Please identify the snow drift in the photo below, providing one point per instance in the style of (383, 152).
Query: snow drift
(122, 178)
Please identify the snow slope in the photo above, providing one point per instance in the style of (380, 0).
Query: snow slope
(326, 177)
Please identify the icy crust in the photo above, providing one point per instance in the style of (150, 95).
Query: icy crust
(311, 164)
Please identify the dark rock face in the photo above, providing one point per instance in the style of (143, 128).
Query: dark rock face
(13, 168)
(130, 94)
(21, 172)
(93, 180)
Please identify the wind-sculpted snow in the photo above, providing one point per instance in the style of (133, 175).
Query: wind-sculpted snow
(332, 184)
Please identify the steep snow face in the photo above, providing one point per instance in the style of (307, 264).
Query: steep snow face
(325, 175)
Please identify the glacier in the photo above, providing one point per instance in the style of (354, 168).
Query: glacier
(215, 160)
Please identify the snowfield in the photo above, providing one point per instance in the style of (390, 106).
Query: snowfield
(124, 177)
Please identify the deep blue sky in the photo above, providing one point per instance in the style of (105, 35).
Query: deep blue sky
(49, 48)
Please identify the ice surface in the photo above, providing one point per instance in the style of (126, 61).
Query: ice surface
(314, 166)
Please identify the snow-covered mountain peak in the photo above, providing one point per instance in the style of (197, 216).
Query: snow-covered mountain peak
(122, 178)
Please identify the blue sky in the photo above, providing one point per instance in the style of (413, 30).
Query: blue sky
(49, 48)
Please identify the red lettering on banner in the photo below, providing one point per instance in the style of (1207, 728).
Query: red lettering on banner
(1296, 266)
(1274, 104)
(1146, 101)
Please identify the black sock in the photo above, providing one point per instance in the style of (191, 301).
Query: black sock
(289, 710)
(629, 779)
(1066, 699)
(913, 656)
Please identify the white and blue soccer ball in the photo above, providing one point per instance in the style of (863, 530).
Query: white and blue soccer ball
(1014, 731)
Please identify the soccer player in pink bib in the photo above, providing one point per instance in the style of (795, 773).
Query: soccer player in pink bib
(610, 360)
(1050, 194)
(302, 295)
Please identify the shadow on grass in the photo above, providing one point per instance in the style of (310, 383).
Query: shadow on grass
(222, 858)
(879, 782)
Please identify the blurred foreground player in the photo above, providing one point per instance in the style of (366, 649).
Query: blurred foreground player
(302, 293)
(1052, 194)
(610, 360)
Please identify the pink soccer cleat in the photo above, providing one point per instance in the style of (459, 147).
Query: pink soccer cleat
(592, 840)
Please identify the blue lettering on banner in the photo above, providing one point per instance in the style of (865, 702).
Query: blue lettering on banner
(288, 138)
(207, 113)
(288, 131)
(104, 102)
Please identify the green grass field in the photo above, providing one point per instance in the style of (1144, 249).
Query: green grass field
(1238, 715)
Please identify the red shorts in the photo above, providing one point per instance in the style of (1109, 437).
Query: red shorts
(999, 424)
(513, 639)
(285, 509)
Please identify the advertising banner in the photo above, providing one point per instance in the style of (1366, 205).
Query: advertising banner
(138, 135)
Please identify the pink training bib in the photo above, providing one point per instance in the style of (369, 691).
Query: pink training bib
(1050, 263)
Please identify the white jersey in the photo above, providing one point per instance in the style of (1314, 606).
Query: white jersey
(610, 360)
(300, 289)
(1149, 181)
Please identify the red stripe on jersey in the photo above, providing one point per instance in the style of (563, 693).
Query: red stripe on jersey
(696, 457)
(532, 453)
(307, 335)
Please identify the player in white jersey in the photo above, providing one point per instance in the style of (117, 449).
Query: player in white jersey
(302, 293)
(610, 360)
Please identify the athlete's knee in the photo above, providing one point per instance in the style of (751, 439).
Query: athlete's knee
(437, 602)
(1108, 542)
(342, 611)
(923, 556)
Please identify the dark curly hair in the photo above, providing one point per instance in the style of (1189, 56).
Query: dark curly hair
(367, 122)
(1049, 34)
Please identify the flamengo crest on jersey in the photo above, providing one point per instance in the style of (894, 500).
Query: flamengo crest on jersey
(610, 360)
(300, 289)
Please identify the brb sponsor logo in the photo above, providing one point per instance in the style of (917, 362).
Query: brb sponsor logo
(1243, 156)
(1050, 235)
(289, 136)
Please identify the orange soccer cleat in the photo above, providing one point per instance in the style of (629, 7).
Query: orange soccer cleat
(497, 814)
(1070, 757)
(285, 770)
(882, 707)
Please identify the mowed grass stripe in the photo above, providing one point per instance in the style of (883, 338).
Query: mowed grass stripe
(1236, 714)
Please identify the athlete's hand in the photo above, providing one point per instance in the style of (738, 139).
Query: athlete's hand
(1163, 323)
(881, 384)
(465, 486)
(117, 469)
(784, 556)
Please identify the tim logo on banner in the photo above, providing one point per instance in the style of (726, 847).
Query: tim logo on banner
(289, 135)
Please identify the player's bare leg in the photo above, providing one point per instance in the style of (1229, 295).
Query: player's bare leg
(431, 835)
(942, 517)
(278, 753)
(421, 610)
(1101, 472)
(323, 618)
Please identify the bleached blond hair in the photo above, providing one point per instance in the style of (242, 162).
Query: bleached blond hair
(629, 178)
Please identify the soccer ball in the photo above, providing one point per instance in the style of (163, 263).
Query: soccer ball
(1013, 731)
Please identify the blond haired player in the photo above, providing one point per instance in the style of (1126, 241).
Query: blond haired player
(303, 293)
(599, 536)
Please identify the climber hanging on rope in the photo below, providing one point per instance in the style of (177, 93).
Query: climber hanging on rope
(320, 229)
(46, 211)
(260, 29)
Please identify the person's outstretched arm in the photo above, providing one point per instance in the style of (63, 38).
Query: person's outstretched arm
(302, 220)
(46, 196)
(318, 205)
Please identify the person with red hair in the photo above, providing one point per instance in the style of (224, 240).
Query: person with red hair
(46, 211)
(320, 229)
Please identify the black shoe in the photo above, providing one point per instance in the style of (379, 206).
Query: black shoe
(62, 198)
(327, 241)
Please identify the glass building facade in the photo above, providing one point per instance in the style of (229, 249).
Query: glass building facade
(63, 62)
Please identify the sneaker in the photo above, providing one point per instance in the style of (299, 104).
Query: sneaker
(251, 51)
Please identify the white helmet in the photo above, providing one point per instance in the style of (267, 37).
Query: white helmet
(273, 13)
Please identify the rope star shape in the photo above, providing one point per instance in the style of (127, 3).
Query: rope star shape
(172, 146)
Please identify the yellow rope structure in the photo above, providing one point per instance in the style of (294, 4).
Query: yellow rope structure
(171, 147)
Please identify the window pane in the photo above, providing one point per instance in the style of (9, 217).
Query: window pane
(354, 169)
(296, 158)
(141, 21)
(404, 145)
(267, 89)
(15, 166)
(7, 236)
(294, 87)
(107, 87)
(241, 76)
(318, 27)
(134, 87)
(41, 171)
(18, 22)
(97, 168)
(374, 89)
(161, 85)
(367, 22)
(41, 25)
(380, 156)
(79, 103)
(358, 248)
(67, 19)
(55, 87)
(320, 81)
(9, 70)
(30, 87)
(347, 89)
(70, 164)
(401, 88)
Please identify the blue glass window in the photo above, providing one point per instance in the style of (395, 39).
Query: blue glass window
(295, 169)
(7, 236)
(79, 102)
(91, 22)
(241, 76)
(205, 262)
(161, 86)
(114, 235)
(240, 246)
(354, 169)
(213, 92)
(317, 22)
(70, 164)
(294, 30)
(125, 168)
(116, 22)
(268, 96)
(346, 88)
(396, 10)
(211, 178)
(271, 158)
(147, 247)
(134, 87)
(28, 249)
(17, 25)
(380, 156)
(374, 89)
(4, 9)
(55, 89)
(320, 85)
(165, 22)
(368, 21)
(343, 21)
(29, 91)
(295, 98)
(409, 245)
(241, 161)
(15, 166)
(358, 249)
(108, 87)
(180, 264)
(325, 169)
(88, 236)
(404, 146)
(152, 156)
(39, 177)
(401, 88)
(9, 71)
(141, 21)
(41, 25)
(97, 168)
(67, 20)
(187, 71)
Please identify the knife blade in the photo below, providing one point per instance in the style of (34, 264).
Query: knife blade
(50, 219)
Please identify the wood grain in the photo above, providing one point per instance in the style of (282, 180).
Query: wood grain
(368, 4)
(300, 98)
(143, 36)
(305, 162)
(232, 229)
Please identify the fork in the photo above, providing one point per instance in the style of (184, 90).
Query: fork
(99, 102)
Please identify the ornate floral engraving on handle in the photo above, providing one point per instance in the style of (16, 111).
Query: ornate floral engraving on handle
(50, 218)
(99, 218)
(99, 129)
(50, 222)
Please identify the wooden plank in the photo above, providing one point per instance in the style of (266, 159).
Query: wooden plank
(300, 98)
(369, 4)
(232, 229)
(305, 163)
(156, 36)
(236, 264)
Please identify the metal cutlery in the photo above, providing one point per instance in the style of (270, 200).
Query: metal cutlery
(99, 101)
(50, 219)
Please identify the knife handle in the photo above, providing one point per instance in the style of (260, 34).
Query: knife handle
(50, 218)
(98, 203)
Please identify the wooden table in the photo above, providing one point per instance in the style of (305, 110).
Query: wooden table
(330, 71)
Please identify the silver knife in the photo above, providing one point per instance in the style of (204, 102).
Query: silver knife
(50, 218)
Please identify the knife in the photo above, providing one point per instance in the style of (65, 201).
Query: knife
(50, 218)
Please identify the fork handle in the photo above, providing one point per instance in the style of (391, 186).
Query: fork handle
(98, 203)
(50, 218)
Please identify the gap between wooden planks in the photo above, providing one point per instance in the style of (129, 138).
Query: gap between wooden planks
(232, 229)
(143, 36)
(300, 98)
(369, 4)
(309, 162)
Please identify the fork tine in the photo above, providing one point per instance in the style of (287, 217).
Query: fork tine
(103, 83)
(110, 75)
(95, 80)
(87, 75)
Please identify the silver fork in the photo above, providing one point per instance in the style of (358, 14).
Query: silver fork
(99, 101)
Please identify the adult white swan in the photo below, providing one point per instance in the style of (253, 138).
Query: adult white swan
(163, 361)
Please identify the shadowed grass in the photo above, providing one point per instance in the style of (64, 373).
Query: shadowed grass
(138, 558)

:: What this task involves ::
Send back exactly the lines from the line with "Please identify the wooden plank" through the end of the records.

:: Response below ::
Please identify the wooden plank in the photo above, providing one point per instance in the style of (266, 159).
Query: wooden plank
(300, 98)
(369, 4)
(232, 229)
(305, 163)
(156, 36)
(236, 264)
Please identify the metal cutlery in the photo above, providing one point per instance in the style of (270, 200).
Query: metal cutlery
(99, 101)
(50, 219)
Please identify the knife handle in the photo above, providing one point per instance in the style of (260, 34).
Query: knife handle
(50, 218)
(98, 203)
Please identify the wooden table in the photo above, providing one point per instance in the style of (305, 110).
Query: wooden table
(330, 71)
Please identify the silver knife in the photo above, providing one point per instance in the style of (204, 102).
Query: silver knife
(50, 218)
Please identify the knife in the photo above, providing one point per instance in the style of (65, 201).
Query: knife
(50, 218)
Please identify the fork handle in the photo above, providing one point per instance in the style of (391, 186).
Query: fork handle
(98, 203)
(50, 218)
Please identify the gap between wooden planks in the photo above, providing one point per instance in the style of (129, 138).
Query: gap between wooden planks
(232, 229)
(143, 36)
(300, 98)
(369, 4)
(309, 162)
Please identify the fork tine in the photo above, providing one point per instance in the style of (287, 217).
Query: fork tine
(103, 83)
(110, 75)
(95, 80)
(87, 75)
Please identify the silver fork in the photo above, providing one point per instance in the style of (358, 14).
Query: silver fork
(99, 101)
Please identify the adult white swan in the photo below, providing one point per instance in the style of (253, 138).
Query: adult white swan
(163, 361)
Please identify the shadowed grass in the photo above, providing one point per instance in the style of (64, 373).
Query: shadowed grass
(138, 558)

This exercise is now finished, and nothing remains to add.